REQUEST:
Images are not part of the copy; write out the rest of the data exactly as given.

MATERIAL FOR THIS EXERCISE:
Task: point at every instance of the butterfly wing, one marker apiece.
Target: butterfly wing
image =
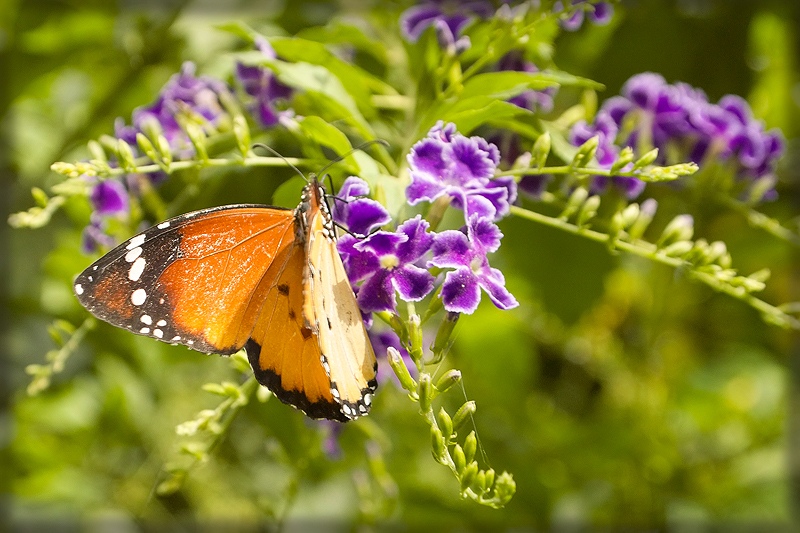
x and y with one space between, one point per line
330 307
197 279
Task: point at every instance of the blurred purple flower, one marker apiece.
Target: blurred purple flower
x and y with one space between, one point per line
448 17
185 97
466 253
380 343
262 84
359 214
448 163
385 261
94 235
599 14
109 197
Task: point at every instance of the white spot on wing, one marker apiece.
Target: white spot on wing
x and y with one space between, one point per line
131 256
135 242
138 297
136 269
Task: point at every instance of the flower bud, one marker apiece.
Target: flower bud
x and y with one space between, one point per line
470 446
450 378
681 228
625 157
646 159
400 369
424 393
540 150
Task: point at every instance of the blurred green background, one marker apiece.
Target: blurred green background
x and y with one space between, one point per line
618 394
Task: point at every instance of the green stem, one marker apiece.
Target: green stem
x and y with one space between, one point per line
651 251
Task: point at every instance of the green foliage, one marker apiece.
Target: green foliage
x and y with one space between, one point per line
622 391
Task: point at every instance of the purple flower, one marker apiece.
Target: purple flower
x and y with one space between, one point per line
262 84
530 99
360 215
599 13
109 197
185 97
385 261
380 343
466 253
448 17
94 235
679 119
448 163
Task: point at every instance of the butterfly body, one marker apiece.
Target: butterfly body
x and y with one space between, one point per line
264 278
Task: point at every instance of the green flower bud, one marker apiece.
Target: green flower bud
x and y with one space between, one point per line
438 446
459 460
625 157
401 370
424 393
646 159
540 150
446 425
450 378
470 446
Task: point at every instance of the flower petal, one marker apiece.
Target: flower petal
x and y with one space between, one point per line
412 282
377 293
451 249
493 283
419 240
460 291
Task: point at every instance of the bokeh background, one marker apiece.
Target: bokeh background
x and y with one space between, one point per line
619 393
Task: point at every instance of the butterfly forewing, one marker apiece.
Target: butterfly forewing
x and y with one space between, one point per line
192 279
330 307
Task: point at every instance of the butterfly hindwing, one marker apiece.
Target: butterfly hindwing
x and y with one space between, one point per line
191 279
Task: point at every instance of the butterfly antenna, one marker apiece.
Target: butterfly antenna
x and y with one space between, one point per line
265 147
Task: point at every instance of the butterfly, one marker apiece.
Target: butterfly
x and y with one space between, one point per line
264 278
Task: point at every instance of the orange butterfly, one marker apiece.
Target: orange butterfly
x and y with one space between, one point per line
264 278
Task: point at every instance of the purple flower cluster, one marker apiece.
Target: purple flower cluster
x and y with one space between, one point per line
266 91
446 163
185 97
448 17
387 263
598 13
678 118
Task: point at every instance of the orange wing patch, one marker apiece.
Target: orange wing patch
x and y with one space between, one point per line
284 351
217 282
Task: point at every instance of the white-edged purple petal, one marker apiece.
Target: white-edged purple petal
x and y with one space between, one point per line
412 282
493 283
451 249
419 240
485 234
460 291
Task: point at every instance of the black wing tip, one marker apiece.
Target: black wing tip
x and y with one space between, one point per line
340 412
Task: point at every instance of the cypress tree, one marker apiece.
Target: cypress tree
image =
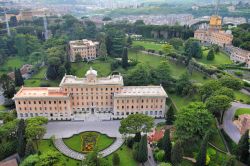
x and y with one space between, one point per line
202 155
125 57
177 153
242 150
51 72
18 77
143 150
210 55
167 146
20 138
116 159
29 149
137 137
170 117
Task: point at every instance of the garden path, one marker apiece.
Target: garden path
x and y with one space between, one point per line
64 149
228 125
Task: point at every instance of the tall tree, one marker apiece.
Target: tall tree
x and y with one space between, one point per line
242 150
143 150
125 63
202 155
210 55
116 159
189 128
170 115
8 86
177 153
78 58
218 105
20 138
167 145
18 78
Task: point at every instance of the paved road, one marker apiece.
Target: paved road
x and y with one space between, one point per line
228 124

THE ANSWER:
Task: point at every instance of the butterfly wing, one marker apiece.
Target: butterfly wing
image =
x and y with one space between, one point per line
330 307
197 279
Task: point at every instance of the blurred purple flower, one marker apiece.
Target: blurred purple flower
x and y with one space between, one point per line
448 17
185 97
466 253
380 343
262 84
359 214
448 163
385 261
94 235
599 14
109 197
Task: point at every instance of the white spot on wing, one marker apiece.
Target: white spot on wing
x and y with one space between, one point per line
131 256
135 242
138 297
136 269
Task: point at every instance of the flower bud, one marker apiece.
Target: flower bud
x and y with one space between, one point per line
470 446
450 378
681 228
625 157
646 159
400 369
424 393
540 150
Task: point at every instance of the blurred green background, one marker apiece.
Target: blurred green background
x and y with one space between, one point per line
618 394
Task: point at every instance of the green stem, one marker apiece.
Target: green stem
x and y with one space between, one point per line
651 251
Task: point at every instance of the green foliage, one marker apiece.
Target: green foliage
x and y with one space between, one point per line
622 391
Task: point at every instance of the purple flower, one marker apiece.
Target: purple flower
x and y with one space between, one point per line
262 84
530 99
360 215
599 13
109 197
185 97
385 261
380 343
466 253
448 17
94 235
679 119
448 163
Task: point at every instance of the butterfly body, one marker apiece.
Target: butterfly body
x and y with one space between, one point per line
264 278
Task: point at every instance of the green flower bud, one marker apiece.
Target: green flower bud
x and y with one space between, one point per line
438 446
459 460
625 157
401 370
424 393
646 159
540 150
446 425
450 378
470 446
Task: point at every instance of the flower petal, one marker apiece.
Target: flower petal
x and y with one space between, one point per line
412 282
377 293
451 249
493 283
419 240
460 291
Task: point at every instance of the bokeh background, one marker apiece.
Target: bokeh background
x and y with one space between, one point per line
619 393
Task: point at every instance of the butterfly forewing, one marker apiece.
Target: butterfly forewing
x and y with one space between, one point per line
192 279
330 307
Task: point at every instance of the butterfly hindwing, one marker apiece.
Target: butterfly hindwing
x and y with one space between, one point per line
191 279
Task: point at every instance of the butterfly antenna, one marker apiece.
Target: butterfly antenna
x and y with one space between, one point per line
265 147
Task: point at every instance of the butterfly, one marker apiece.
Target: butterfly
x and y with one space between, one point per line
264 278
Task: point at every instance of the orange butterfly, one marker apiece.
Target: orange butterfly
x and y with one space between, one point per line
264 278
Task: point at every instance of the purple flower cluster, one marker apiece.
Target: purple flower cluster
x and y with one space between, one point per line
266 91
446 163
185 97
448 17
387 263
598 13
678 118
Task: point at every instance of the orange wing patch, one marker apiece.
Target: orange wing patch
x and y with one space between, one point per line
284 351
217 282
Task: point at every instance of the white-edged purple petal, one marker apiece.
Target: white-edged purple petal
x and y with one space between, one point per line
412 282
493 283
451 249
419 240
485 234
460 291
Task: point at every instance of the black wing tip, one marker apiece.
Target: black wing tip
x and y with one space between, one point per line
340 412
Task: point at every instance of the cypress tree, one marker apiece.
Target: cypress tree
image =
x and y with one space between, one point per line
202 155
125 57
177 153
242 150
51 72
18 77
143 150
210 55
167 146
20 138
116 159
29 149
137 137
170 117
Task: point at every instance of the garden path, one marker apiece.
Target: garden path
x and y with one space between, one point per line
64 149
228 125
Task: point at every instance of the tall tree, one marker apiece.
Target: tall tree
x and y with one space between, one point per line
242 150
143 150
125 63
202 155
210 55
116 159
189 128
170 115
8 86
177 153
78 58
218 105
20 138
167 145
18 78
Task: point at every instance of the paved road, one marker apiece.
Target: paved road
x and y with one space between, one point per line
228 124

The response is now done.